This notebook is part of my Python data science curriculum
import numpy as np
import pandas as pd
In this table, the columns indicate that type of the index. Indexes behave differently depending on whether the values are on monotonic (M), non-monotonic order (NM), or contain duplicates (D), so multiple cases have been included.
The rows indicate the arguments to the bracket operator. Slices can behave differently depending on whether the endpoints are present in the index or not. [] indicates both endpoints are included; [) indicates the right endpoint of the slice is not present in the index. When the index is nonmonotonic, slices always return rows in the order they are present in the Series - they never skip around based on the values of the index.
Int M | Int NM | Float M | Float NM | Str M | Str NM | Str D | Tup M | Tup NM | |
---|---|---|---|---|---|---|---|---|---|
single str | - | - | - | - | Idx | Idx | Idx*1 | - | - |
str list | - | - | - | - | Idx {} | Idx {} | Idx {} | - | - |
str slc [] | - | - | - | - | Idx [] | Idx [] | Idx [] | - | - |
str slc [) | - | - | - | - | Idx [) | - | Idx [) | - | - |
single int | Idx | Idx | Idx | Idx | Row | Row | - | Row | Row |
int list | Idx {} | Idx {} | Idx {} | Idx {} | Row {} | Row {} | Row {} | Row {} | Row {} |
int slc [] | Row [) | Row [) | Idx [] | Idx [] | Row [) | Row [) | Row [) | Row [) | Row [) |
int slc [) | Row [) | Row [) | Idx [) | - | Row [) | Row [) | Row [) | Row [) | Row [) |
single float | Idx | Idx | Idx | Idx | - | - | - | - | - |
float list | Idx {} | Idx {} | Idx {} | Idx {} | - | - | - | - | - |
float slc [] | - | - | Idx [] | Idx [] | - | - | - | - | - |
float slc [) | - | - | Idx [) | - | - | - | - | - | - |
single tuple | - | - | - | - | - | - | - | Idx | Idx |
tuple slc [] | - | - | - | - | - | - | - | Idx [] | Idx [] |
tuple slc [) | - | - | - | - | - | - | - | - | - |
[) indicates that the right endpoint is not included
[] indicates that the right endpoint is included
- indicates that combination doesn't work and you get an exception
*1 Returns a scalar if the key matched one value, or a Series if it matched more than one.

What this task involves: Please condense the paragraph in the pandas indexing notes above that begins "The rows indicate the arguments" into a short bulleted list that keeps its main facts.

Given information:
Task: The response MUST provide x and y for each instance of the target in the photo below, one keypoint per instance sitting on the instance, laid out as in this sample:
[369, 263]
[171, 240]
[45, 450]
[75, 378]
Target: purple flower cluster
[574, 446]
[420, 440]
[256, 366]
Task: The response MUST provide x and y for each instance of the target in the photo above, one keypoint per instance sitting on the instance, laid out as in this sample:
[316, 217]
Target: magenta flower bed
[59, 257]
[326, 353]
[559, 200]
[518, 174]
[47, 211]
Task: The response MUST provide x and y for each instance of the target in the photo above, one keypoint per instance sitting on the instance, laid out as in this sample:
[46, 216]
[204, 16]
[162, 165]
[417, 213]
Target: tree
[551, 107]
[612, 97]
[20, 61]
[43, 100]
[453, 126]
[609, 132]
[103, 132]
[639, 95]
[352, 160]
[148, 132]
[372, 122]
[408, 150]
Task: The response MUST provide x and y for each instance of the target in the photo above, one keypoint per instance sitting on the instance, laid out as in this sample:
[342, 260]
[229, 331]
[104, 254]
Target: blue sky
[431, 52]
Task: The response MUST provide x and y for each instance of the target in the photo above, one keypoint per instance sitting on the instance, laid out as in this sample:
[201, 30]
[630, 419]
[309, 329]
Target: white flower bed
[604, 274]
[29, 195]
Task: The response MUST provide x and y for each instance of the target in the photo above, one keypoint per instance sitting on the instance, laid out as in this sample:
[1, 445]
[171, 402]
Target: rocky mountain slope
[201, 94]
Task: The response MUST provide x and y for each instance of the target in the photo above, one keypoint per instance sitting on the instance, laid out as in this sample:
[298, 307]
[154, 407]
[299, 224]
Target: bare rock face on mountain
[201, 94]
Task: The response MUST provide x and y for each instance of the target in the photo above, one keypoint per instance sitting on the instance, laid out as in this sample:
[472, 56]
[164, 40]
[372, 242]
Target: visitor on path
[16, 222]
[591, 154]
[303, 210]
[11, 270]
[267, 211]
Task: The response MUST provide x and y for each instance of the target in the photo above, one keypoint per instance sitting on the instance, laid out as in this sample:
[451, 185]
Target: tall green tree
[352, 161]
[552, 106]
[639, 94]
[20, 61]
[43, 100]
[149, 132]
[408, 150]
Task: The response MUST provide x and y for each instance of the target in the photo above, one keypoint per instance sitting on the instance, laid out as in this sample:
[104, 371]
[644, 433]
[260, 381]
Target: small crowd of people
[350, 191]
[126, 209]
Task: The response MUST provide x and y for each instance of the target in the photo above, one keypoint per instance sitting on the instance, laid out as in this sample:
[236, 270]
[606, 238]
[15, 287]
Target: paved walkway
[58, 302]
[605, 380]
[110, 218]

Output for this exercise:
- Table rows show the arguments passed to the bracket operator.
- A slice's behavior can depend on whether its endpoints exist in the index.
- [] means both endpoints are included.
- [) means the slice's right endpoint is absent from the index.
- With a non-monotonic index, slices return rows in their Series order and never skip around by index value.